Reproduce the following lines verbatim, changing nothing.

● **Dataset lines about where objects are located**
((

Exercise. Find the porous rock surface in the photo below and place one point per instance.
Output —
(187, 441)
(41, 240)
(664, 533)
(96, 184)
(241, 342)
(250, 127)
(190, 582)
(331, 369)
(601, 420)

))

● **Task response**
Exercise. Find the porous rock surface in the photo below and place one point per instance.
Output —
(187, 441)
(41, 240)
(664, 533)
(96, 184)
(241, 342)
(250, 127)
(190, 582)
(331, 369)
(601, 420)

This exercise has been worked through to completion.